**Material provided**

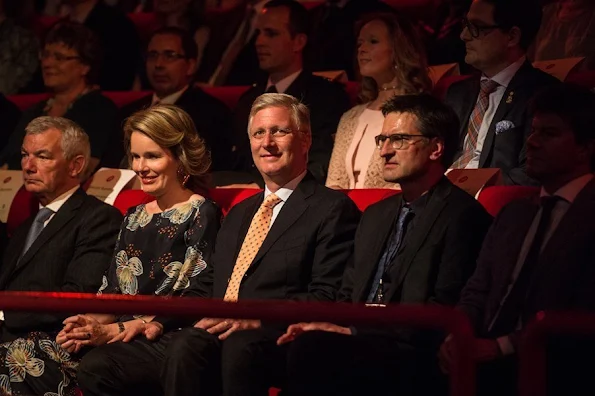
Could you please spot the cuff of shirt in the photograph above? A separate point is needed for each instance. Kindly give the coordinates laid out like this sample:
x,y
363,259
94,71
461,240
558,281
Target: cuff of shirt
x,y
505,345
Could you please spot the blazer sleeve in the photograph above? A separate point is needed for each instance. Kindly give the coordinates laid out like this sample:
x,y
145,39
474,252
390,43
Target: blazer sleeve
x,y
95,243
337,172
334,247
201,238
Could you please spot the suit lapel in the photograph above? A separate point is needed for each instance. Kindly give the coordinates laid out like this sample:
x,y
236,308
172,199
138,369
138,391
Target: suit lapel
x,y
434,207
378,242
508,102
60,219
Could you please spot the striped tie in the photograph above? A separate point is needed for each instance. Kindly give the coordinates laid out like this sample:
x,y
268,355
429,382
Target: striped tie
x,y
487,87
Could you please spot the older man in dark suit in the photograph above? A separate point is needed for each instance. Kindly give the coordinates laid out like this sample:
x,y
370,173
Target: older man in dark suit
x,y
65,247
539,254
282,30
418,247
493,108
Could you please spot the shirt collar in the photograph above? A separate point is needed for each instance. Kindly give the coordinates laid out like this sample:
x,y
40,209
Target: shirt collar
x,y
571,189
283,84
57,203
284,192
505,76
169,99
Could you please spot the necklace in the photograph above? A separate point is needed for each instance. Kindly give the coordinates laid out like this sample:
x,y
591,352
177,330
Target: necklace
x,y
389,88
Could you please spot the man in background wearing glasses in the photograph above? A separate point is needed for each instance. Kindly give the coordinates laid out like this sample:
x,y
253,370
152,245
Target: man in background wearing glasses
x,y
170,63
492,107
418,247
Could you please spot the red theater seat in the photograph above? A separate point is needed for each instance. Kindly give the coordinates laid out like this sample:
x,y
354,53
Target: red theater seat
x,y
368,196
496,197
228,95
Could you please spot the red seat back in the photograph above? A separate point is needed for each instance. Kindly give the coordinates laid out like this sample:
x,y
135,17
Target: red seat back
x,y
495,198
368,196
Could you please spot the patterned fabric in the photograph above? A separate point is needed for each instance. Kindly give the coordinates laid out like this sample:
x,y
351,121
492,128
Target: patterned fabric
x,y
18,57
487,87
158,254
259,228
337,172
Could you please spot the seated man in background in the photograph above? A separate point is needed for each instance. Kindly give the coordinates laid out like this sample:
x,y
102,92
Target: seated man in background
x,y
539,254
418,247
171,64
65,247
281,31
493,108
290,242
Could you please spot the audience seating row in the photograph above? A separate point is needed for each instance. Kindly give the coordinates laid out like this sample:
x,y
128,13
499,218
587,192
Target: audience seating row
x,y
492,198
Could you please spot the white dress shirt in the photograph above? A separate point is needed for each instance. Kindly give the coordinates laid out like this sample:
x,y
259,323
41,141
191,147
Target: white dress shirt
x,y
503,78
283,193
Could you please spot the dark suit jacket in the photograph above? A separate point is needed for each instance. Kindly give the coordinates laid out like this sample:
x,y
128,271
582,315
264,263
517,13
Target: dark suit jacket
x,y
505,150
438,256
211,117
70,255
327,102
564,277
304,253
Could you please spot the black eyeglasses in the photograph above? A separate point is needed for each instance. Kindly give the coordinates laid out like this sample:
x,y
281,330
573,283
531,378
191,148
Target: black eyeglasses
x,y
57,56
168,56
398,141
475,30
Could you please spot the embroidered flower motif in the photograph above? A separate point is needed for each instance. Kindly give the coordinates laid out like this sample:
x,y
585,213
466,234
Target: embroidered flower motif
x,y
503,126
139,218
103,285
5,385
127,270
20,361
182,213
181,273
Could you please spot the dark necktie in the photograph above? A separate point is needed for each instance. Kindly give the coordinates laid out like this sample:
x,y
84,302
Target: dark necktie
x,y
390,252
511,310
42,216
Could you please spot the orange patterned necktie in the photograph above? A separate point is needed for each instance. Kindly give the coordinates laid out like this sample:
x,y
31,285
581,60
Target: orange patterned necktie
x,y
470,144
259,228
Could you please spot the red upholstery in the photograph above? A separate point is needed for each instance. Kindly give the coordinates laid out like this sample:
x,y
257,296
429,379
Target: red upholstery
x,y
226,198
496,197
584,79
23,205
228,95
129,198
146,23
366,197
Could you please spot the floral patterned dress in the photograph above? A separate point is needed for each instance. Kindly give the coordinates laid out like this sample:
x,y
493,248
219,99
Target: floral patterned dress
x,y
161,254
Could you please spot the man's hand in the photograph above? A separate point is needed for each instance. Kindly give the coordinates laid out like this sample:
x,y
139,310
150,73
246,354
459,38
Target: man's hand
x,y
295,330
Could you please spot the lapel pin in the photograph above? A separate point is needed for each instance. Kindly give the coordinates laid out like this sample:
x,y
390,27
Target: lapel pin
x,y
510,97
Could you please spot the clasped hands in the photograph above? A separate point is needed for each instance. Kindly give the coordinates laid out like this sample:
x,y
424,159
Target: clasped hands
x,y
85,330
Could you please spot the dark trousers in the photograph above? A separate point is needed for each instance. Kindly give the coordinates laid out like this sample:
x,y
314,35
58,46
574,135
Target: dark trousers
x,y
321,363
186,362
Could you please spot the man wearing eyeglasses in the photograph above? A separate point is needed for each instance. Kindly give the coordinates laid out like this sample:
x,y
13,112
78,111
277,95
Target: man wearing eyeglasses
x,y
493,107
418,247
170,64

--

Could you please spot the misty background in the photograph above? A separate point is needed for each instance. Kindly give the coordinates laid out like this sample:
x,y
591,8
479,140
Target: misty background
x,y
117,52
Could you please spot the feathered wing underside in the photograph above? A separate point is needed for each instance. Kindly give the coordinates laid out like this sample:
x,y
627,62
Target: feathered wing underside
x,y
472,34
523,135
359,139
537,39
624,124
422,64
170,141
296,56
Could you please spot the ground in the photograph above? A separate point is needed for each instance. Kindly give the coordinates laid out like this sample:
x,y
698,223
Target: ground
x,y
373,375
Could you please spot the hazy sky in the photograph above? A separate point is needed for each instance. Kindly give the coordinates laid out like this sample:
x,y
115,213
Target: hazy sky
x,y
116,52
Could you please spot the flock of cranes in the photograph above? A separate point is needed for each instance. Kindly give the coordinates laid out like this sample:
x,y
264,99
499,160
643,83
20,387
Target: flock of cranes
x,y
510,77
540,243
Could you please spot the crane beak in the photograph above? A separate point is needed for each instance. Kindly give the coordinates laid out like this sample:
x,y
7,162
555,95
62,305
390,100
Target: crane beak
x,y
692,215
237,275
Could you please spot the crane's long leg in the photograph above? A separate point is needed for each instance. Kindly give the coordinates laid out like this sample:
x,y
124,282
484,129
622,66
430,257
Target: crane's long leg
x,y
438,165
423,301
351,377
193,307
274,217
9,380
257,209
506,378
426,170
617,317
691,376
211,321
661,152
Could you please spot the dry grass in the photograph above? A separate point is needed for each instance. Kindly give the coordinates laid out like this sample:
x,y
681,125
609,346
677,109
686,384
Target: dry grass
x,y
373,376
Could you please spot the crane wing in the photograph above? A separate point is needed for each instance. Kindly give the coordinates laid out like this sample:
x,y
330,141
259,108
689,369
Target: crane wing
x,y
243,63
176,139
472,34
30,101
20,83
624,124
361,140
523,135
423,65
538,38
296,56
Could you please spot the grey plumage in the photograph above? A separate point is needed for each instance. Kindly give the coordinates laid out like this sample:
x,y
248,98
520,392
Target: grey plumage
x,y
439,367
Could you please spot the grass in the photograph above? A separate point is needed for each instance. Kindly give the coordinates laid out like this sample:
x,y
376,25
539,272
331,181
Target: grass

==

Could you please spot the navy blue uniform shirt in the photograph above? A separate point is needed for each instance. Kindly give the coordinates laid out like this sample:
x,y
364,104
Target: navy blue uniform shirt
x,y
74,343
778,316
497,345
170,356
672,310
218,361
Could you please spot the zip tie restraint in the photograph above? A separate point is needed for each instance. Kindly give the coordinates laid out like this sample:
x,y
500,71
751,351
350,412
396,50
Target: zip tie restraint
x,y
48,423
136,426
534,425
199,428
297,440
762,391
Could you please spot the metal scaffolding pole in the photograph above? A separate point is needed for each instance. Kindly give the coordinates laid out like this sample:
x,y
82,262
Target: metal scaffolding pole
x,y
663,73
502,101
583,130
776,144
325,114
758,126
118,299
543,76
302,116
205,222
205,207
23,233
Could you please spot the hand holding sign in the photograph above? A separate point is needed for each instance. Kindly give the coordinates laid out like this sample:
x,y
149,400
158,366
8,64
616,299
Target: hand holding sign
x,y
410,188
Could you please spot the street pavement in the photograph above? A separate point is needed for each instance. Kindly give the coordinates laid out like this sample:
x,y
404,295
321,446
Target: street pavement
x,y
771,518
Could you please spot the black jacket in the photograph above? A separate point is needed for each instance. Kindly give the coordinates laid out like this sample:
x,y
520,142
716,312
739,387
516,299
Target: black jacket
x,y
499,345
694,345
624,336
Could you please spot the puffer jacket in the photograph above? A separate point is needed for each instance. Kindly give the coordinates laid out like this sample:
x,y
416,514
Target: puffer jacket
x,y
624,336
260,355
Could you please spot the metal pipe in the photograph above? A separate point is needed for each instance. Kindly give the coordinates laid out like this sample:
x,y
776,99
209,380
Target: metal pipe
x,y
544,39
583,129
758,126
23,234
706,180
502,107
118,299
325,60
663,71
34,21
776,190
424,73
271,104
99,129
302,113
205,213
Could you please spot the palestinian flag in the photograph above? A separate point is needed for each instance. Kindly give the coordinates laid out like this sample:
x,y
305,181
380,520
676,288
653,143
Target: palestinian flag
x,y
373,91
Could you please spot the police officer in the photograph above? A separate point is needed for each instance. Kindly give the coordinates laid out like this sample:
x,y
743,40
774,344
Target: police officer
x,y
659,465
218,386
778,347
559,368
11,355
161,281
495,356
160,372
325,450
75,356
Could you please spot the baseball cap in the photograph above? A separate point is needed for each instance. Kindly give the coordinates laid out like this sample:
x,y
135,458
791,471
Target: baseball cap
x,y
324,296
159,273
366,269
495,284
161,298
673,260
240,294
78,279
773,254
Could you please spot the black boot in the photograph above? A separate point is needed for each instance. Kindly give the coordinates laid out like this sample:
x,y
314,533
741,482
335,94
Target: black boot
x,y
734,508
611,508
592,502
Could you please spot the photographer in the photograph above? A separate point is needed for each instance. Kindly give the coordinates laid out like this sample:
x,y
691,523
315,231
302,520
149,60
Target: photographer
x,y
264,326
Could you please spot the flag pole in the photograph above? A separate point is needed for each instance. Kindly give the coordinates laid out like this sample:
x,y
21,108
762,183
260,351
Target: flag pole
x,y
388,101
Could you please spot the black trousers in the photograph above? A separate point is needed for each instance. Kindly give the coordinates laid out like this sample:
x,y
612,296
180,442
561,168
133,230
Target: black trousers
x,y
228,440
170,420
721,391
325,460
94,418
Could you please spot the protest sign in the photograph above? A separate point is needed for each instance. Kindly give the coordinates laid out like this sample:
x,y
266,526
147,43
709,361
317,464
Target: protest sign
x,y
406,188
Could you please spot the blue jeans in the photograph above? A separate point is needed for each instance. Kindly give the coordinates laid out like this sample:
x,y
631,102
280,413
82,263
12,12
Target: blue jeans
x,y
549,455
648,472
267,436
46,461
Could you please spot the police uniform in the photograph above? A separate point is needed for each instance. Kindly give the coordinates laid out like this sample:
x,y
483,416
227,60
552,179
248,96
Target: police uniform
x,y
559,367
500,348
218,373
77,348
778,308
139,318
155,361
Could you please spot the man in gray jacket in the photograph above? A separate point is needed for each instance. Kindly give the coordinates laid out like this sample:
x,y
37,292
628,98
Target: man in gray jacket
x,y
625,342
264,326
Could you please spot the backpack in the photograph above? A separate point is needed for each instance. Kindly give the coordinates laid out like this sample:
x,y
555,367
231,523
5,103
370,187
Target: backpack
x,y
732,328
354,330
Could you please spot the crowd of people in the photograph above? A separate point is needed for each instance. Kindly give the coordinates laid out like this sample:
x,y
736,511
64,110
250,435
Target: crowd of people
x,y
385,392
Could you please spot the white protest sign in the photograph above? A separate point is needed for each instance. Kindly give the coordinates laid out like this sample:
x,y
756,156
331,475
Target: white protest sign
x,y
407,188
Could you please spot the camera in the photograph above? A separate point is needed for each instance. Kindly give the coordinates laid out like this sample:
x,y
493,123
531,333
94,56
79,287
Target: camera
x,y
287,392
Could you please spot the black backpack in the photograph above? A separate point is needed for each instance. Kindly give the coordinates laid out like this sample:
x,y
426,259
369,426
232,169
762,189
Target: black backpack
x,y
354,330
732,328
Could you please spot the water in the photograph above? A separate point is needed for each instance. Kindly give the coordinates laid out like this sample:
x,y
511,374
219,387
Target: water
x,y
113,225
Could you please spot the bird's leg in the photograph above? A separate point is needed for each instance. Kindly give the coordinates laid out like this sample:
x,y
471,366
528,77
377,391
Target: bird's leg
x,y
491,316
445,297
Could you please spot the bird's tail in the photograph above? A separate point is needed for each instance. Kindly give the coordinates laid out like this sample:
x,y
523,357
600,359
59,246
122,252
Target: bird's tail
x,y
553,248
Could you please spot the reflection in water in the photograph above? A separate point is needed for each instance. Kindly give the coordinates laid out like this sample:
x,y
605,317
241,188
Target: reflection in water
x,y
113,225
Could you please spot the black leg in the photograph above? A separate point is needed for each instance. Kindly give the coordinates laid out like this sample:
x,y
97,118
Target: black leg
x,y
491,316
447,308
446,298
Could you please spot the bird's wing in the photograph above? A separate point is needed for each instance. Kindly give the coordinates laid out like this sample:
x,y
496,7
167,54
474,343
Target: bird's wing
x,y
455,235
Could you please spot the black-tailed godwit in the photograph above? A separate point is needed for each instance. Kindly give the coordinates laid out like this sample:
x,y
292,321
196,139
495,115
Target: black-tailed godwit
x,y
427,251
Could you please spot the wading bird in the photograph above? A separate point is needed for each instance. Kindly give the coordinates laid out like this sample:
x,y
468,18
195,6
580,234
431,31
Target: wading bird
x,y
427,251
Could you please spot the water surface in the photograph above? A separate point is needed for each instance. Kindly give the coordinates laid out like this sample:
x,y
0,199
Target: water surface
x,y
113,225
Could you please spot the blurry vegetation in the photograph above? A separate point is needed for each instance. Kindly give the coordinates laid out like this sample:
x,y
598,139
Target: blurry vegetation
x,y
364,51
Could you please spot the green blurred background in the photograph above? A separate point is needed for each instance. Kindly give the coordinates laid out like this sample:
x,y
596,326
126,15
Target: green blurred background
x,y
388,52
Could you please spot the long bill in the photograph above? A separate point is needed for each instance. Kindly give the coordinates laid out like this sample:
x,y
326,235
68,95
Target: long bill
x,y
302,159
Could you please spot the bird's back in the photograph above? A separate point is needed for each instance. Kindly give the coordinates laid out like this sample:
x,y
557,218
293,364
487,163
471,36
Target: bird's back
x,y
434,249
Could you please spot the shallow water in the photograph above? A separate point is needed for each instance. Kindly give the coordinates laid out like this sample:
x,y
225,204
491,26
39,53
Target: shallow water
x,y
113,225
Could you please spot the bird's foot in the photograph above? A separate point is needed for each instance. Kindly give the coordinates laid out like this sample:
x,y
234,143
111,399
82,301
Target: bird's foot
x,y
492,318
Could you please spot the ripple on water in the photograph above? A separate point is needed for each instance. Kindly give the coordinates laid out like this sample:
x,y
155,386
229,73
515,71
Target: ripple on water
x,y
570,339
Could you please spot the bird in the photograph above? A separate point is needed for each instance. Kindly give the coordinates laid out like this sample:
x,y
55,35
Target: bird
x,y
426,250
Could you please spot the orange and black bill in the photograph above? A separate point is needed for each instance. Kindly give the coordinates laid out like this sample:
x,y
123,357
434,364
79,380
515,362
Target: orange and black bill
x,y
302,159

**Stated task**
Please switch "grey plumage" to "gray plumage" in the lines that open with the one containing "Could you please spot the grey" and close with the one containing "Target: grass", changing nothing else. Return only those lines.

**Output**
Could you please spot the gray plumage in the photograph above? A separate point is needed for each instance. Kindly give the coordinates laid out like this sample:
x,y
248,98
520,392
Target: gray plumage
x,y
439,367
Could you please spot the grass in the photograph above? A separate point is needed for each instance. Kindly give the coordinates laid out like this sample:
x,y
376,25
539,272
331,181
Target: grass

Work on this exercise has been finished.